Tâche demandée 1
Réécrivez en liste JSON de chaînes, une chaîne par ligne et sans les lignes vides, les enregistrements compris entre leur début et la ligne contenant « [[935, 268]] », ces deux bornes incluses.

== Texte fourni

The dark knight

Christopher Nolan, 2008 (États-Unis)




Préserver l’espoir face au chaos, telle est la mission que se fixe le chiroptère de Gotham. La tâche est noble mais colossale car le chaos partout s’installe. A cette fin, le chevalier noir offre son sacrifice…


ÉCHAPPÉ DES TÉNÈBRES
L’Épouvantail à présent n’effraie plus. Scarecrow (Cillian Murphy), le précédent vilain, n’est plus à craindre. Une autre progéniture crachée par les enfers est prête à lui succéder. Ce nouveau « freak » est ambitieux, il aspire à devenir directeur général de la pègre locale, il est fourbe et rusé et il a surtout… le sens de l’humour. « Why so serious ?! » s’exclame le Joker (feu Heath Ledger dans un rôle magnifique et écrasant, qui envoie d’une chiquenaude son devancier Jack Nicholson au tapis). Il n’a ni règle, ni limite. Il incarne le mal, le chaos qui se déverse avec facilité sur une métropole égrotante. Ses menaces sont proférées comme d’autres invitent au jeu : « démasque-toi ou les morts vont pleuvoir ! ». Ses cibles heurtent l’opinion courante et d’autant plus l’extrême sensibilité américaine : un hôpital réduit en cendres ou, pour gêner le passage du cortège de policiers qui protègent le procureur Dent, un camion de pompiers transformé en brasier gigantesque (les soldats du feu sont un symbole ô combien précieux aux yeux des Américains depuis le 11 septembre 2001). Le Joker instille partout désordre et confusion : le masque du joker-bouffon n’est plus une invitation à rire mais à frémir à nouveau ; lors de ses diaboliques mises en scène, il change les otages en terroristes sur les ferrys ou ailleurs lorsque ceux-ci portent bien malgré eux des masques de clown ; enfin mis hors d’état de nuire, l’infernal bouffon est suspendu en une ironique position, la tête en bas. C’est ainsi que, par ses inversions en série, il s’affiche comme une figure quasi antéchristique. Le Joker s’efforce de démontrer que l’homme est égoïste et, presque comme lui, « vilain » (« ignoble » au sens étymologique). Pourtant, lors de la scène des ferrys, la population de Gotham, les citoyens comme les anciens criminels, le contredisent. Toute la complexité humaine est alors affichée puisque les actes ne suivent pas les paroles, ni les paroles les actes.

====
== Contenu des données

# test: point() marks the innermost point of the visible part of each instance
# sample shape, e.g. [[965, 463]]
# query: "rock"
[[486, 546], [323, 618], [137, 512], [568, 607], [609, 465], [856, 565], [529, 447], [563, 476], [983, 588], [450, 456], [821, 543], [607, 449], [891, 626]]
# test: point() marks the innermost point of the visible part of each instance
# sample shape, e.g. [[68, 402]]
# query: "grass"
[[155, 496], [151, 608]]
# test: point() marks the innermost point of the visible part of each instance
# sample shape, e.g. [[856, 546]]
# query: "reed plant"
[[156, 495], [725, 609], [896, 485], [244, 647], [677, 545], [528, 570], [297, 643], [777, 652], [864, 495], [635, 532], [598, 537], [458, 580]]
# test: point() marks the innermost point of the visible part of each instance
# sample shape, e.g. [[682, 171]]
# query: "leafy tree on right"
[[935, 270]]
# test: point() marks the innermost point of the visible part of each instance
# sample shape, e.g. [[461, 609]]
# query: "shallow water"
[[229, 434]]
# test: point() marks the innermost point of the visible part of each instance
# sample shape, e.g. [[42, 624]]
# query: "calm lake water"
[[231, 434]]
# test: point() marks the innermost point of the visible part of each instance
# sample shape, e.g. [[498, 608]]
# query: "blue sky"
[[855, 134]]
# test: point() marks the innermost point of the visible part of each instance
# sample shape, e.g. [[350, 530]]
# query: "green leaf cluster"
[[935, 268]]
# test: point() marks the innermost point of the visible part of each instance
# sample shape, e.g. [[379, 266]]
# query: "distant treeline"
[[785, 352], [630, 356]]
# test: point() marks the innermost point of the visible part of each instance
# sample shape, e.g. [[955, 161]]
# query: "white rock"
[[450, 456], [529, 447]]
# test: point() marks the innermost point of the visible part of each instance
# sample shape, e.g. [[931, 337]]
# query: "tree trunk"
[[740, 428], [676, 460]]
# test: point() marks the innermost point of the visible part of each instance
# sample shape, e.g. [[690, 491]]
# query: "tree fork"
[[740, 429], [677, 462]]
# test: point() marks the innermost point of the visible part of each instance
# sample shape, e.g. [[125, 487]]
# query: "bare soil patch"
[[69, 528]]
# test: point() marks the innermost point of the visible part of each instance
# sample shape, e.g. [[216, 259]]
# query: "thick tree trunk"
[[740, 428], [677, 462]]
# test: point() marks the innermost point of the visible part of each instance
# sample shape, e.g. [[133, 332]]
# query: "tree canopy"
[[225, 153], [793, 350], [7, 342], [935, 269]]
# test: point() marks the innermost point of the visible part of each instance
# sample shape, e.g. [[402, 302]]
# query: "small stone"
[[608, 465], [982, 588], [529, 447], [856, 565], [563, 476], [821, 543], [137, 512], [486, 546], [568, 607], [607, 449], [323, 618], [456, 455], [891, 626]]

====

Tâche demandée 2
Prolongez la critique de The Dark Knight à partir de sa dernière phrase.

Réponse fournie 1
[
  "# test: point() marks the innermost point of the visible part of each instance",
  "# sample shape, e.g. [[965, 463]]",
  "# query: \"rock\"",
  "[[486, 546], [323, 618], [137, 512], [568, 607], [609, 465], [856, 565], [529, 447], [563, 476], [983, 588], [450, 456], [821, 543], [607, 449], [891, 626]]",
  "# test: point() marks the innermost point of the visible part of each instance",
  "# sample shape, e.g. [[68, 402]]",
  "# query: \"grass\"",
  "[[155, 496], [151, 608]]",
  "# test: point() marks the innermost point of the visible part of each instance",
  "# sample shape, e.g. [[856, 546]]",
  "# query: \"reed plant\"",
  "[[156, 495], [725, 609], [896, 485], [244, 647], [677, 545], [528, 570], [297, 643], [777, 652], [864, 495], [635, 532], [598, 537], [458, 580]]",
  "# test: point() marks the innermost point of the visible part of each instance",
  "# sample shape, e.g. [[682, 171]]",
  "# query: \"leafy tree on right\"",
  "[[935, 270]]",
  "# test: point() marks the innermost point of the visible part of each instance",
  "# sample shape, e.g. [[461, 609]]",
  "# query: \"shallow water\"",
  "[[229, 434]]",
  "# test: point() marks the innermost point of the visible part of each instance",
  "# sample shape, e.g. [[42, 624]]",
  "# query: \"calm lake water\"",
  "[[231, 434]]",
  "# test: point() marks the innermost point of the visible part of each instance",
  "# sample shape, e.g. [[498, 608]]",
  "# query: \"blue sky\"",
  "[[855, 134]]",
  "# test: point() marks the innermost point of the visible part of each instance",
  "# sample shape, e.g. [[350, 530]]",
  "# query: \"green leaf cluster\"",
  "[[935, 268]]"
]

Réponse fournie 2
ENGENDRER LES TÉNÈBRES
Le Joker sème le chaos autour de lui, certes. Mais n’a-t-il pas été engendré par l’homme chauve-souris en personne ? De son désir de justice et de sécurité, le super-héros nocturne incarné par Bruce Wayne (Christian Bale, peut-être plus convaincant derrière le masque que ses prédécesseurs) engendre de fades épigones (l’étrange combat contre ses piètres doubles), voire de terribles monstres. Le Joker et lui, selon les propos de ce premier, sont les deux faces d’une même pièce, et, par l’intermédiaire du bouffon au triste maquillage, Harvey Dent (Aaron Eckhart), seul espoir politique de la ville, devient à son tour agent du chaos, l’impitoyable Double-Face. L’incorruptible James Gordon (Gary Oldman) l’avait mis en garde contre cette escalade (Batman begins, 2005)… De son désir de justice et de sécurité, Wayne se place au-dessus des lois. Il a également recours à des méthodes peu respectueuses des libertés (la surveillance de tous les téléphones portables des habitants de Gotham) qui posent même problème à ses proches (Lucius Fox que joue Morgan Freeman)*. L’homme chauve-souris ne serait-il pas lui-même source de chaos ? Il est d’ailleurs né de la Ligue des Ombres (Batman begins). Comment alors ne pas penser à une noire personnification des États-Unis ? Le parallèle politique est fait par le procureur Dent : en cas de crise, Rome laissait agir un césar doté des pleins pouvoirs et censé résoudre la situation… Le chevalier noir au centre de Gotham (la tour Wayne) comme la superpuissance américaine au centre des relations internationales, et tous deux soucieux de rétablir l’ordre (mondial) mais participant pleinement au désordre… Le sur-homme cause de dégâts pour faire le bien s’établit de cette façon comme thème privilégié cette année 2008 (L’incroyable Hulk de Louis Leterrier et Hancock de Peter Berg).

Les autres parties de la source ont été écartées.